Что требуется = Подхватите приведённый ниже текст об ЕГЭ и высшем образовании и продолжите его сразу после последнего предложения.

Исходный текст =

Молодые люди, окончившие школу в 17 лет, ещё не знают, кем они будут. Человек формируется до 25 лет. Надо возвращаться к вечерней и вечерне-заочной формам обучения, давать ребятам возможность работать и одновременно получать образование. Я окончила три вуза и училась очно, заочно и вечерне-заочно, была министром образования, потом министром просвещения, и то, что происходит сегодня в педагогике, меня очень тревожит. Раньше говорили, что вузовский диплом – это прекрасно, а кандидатская степень – чудесно. Сейчас диплом о высшем образовании есть почти у каждого, потому что наплодили безграничное количество вузов.
Александр Запесоцкий:
– Самая большая проблема в том, что ЕГЭ не стимулирует мышление и противоречит фундаментальности образования.
Фундаментальность – это когда изучение разных предметов после прохождения школьной программы складывается в единое целое, в формирование картины мира. Создаётся определённая система представлений, ты сознательно ориентируешься в том, что тебя окружает, и по большому счёту понимаешь, что и почему происходит. При ориентации же на ЕГЭ вообще не формируются ценности. Натаскиванием на прохождение тестов нельзя сформировать картину мира, научить школьника отличать добро от зла. Если старшеклассник забрасывает все предметы и занимается только двумя, потому что от них зависит его поступление в вуз, работать с ним в университете сложно.

Набор записей =
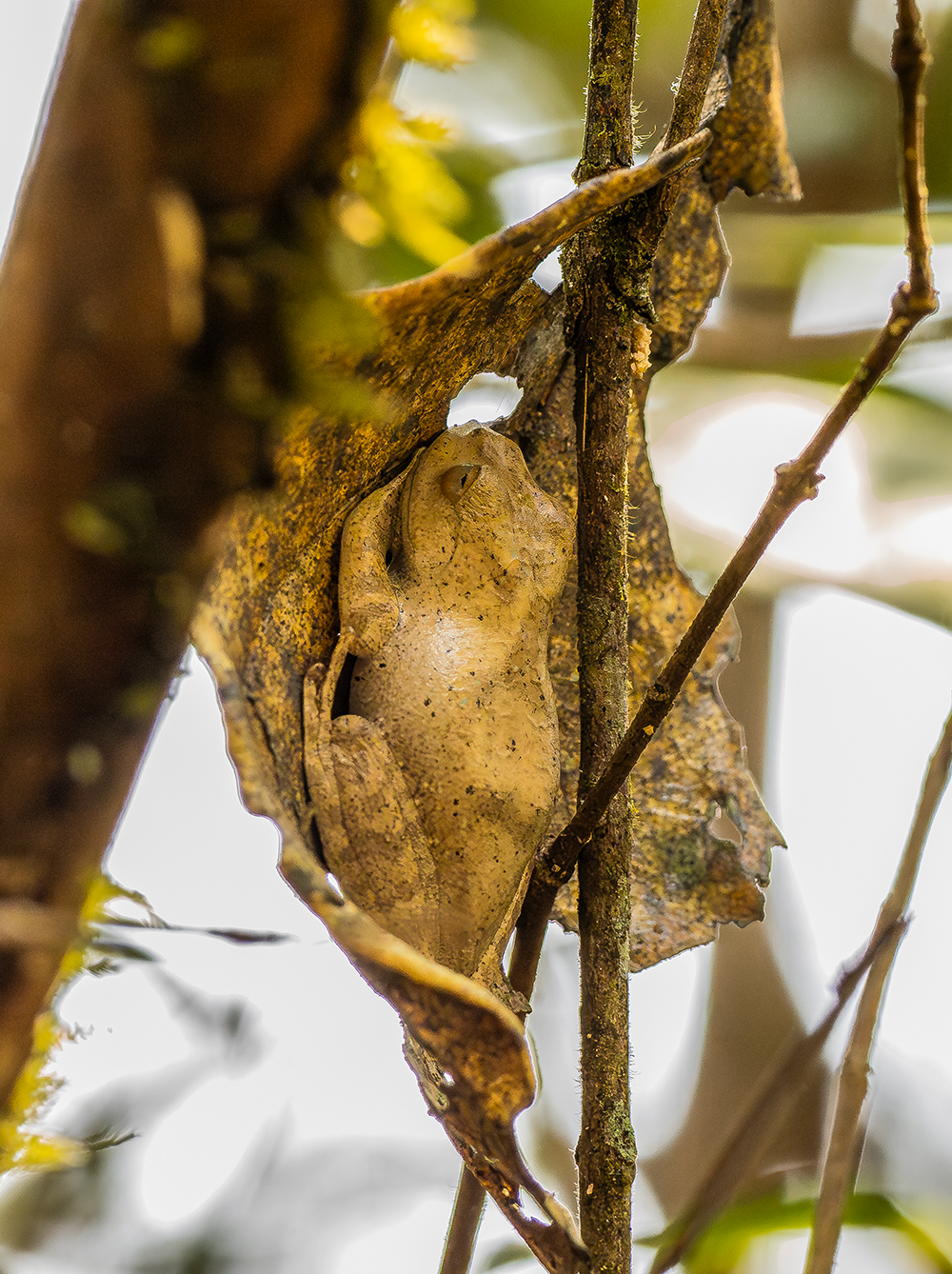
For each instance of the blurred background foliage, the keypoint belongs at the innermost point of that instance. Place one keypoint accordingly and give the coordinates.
(477, 123)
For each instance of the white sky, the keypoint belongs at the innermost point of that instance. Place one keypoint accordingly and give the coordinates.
(861, 692)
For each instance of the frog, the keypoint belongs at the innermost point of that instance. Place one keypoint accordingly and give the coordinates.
(435, 787)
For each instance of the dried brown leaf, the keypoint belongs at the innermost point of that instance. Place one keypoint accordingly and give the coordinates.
(269, 614)
(685, 881)
(751, 149)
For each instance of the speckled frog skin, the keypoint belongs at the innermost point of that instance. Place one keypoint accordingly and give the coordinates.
(446, 767)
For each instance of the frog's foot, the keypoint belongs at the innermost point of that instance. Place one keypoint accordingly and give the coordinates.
(385, 862)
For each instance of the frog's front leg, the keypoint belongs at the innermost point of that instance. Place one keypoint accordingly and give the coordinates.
(369, 828)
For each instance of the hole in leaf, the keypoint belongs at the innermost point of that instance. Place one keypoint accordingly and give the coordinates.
(484, 399)
(725, 828)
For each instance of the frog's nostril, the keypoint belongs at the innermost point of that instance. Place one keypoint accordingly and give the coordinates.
(458, 481)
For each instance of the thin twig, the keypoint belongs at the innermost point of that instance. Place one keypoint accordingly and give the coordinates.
(464, 1224)
(843, 1154)
(605, 342)
(794, 483)
(775, 1099)
(541, 233)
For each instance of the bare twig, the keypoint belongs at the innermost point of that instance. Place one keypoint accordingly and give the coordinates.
(464, 1224)
(796, 482)
(541, 233)
(846, 1138)
(605, 342)
(774, 1101)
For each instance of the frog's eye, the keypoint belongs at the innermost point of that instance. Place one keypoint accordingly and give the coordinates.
(458, 481)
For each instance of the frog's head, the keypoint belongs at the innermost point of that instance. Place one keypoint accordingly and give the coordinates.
(470, 512)
(466, 515)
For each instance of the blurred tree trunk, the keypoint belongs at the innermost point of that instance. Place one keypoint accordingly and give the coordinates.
(136, 400)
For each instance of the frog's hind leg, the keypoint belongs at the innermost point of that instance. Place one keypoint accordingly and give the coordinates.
(320, 685)
(369, 828)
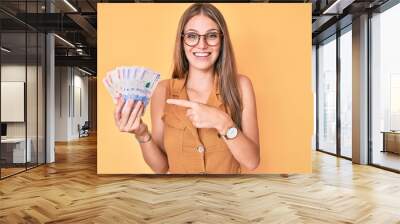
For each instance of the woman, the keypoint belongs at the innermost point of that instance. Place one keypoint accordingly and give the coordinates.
(204, 119)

Результат задания =
Виктор Басюк,
вице-президент РАО, доктор психологических наук, профессор:
– Я не сторонник отмены ЕГЭ. Выпускники советских школ в 10-м классе сдавали восемь экзаменов, при поступлении в вуз ещё четыре. И всё это в течение трёх месяцев, это очень серьёзный эмоциональный стресс.
Я вырос в небольшом провинциальном городе, расположенном в 300 км от областного центра, где находился вуз, в который я мечтал поступить. Чтобы это случилось, я должен был заниматься на курсах подготовки, а для этого нужно было жить в областном центре. У меня такой возможности не было.
Александр Щипков,
ректор Российского православного университета, доктор политических наук, профессор:
– ЕГЭ может быть оценён положительно с точки зрения справедливости, так как уравнивает возможности поступления. Но есть и другая сторона: единый экзамен способствует отъезду молодых людей из провинции в Москву и Санкт-Петербург. Как сказал один социолог, в Москве уже не осталось официантов без высшего образования.
Ольга Васильева:
– Если помните, в Советском Союзе было целевое распределение. Сейчас министерства, особенно в инженерных отраслях, многое делают для того, чтобы ввести целевое обучение, после которого люди возвращались бы и отрабатывали своё целевое направление. Раз государство обучает вас на бюджетные средства (а суммарно это очень большие деньги), то вы должны и отработать на нужных государству производствах.
Следующий важный момент. Молодой человек, даже вернувшийся в родной город после целевого обучения, будет стараться уехать из него, если там нет инфраструктуры.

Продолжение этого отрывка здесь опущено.